[A block of data]

+ + + + +

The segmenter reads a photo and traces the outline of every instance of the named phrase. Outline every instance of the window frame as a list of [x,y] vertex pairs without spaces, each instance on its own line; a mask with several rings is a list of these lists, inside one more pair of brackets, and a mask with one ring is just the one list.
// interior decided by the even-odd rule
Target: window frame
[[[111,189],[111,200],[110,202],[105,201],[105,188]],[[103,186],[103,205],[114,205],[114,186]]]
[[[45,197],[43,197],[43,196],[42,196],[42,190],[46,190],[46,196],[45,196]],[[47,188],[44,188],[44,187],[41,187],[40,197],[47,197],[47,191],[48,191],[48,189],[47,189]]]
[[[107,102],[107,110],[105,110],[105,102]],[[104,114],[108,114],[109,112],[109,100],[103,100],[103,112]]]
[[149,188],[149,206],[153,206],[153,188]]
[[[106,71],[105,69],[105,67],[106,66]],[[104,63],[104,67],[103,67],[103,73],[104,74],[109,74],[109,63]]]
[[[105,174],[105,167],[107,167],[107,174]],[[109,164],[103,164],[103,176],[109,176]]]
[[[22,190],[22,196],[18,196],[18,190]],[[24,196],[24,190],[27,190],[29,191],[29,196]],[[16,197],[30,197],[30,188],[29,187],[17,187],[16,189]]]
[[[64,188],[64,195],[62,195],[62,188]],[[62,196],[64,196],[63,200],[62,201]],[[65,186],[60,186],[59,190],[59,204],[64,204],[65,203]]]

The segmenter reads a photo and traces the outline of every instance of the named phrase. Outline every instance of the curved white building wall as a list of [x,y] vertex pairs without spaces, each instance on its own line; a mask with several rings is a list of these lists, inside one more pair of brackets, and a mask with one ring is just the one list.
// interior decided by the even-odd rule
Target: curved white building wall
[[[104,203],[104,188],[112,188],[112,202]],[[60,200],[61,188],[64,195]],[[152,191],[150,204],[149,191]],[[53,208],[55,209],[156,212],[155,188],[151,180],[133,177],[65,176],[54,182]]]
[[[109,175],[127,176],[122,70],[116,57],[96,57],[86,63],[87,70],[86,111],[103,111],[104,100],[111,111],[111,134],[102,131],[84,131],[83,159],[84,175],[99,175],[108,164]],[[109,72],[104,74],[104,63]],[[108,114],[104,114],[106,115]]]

+ + + + +

◆ **Given exercise**: Please lay out all of the material above as a two-column CSV with the headers text and answer, one row per text, putting each text and its full answer in quoted fields with line breaks replaced by spaces.

◆ **Correct result**:
text,answer
"The segmenter reads a photo and traces the outline of every instance of the named phrase. Outline every instance of the window frame as a list of [x,y] vertex pairs without spaces, each instance on its own line; a mask with several rings is a list of these lists, inside one more pair of brackets, and a mask with one ring is just the one list. // interior decided by the even-odd rule Target: window frame","[[[111,189],[111,200],[110,202],[105,201],[105,188]],[[103,186],[103,205],[114,205],[114,186]]] [[[45,197],[43,197],[43,196],[42,196],[42,190],[46,190],[46,196],[45,196]],[[47,188],[44,188],[44,187],[41,187],[40,197],[47,197],[47,191],[48,191],[48,189],[47,189]]] [[[107,102],[107,110],[105,110],[105,102]],[[104,114],[108,114],[109,112],[109,100],[103,100],[103,112]]] [[149,188],[149,206],[153,206],[153,188]] [[[106,71],[105,69],[105,67],[106,66]],[[104,63],[104,67],[103,67],[103,73],[104,74],[109,74],[109,63]]] [[[105,174],[105,167],[107,167],[107,174]],[[109,164],[103,164],[103,176],[109,176]]] [[[22,190],[22,196],[18,196],[18,190]],[[24,196],[24,190],[27,190],[29,191],[29,196]],[[16,197],[30,197],[30,188],[29,187],[17,187],[16,189]]] [[[64,188],[64,195],[62,195],[62,188]],[[62,196],[64,196],[63,200],[62,201]],[[65,186],[60,186],[59,190],[59,204],[64,204],[65,203]]]"
"The segmenter reads a photo and traces the outline of every instance of the named phrase. Outline every instance of the curved white building wall as a list of [x,y] vertex pairs without spaces, each instance on its own line; a mask with several rings is a list of these lists, inside one more pair of brackets, and a mask with one ring is just the one list. // interior decided by the even-odd rule Target: curved white building wall","[[[104,203],[104,188],[112,188],[112,202]],[[60,200],[61,188],[64,195]],[[152,191],[150,204],[149,191]],[[53,208],[55,209],[156,212],[155,188],[151,180],[133,177],[65,176],[54,182]]] [[[109,175],[127,176],[122,70],[116,57],[96,57],[86,63],[87,70],[86,111],[103,111],[104,100],[111,111],[111,134],[102,131],[84,131],[83,159],[84,175],[99,175],[108,164]],[[109,72],[104,74],[104,63]],[[108,114],[104,114],[106,115]]]"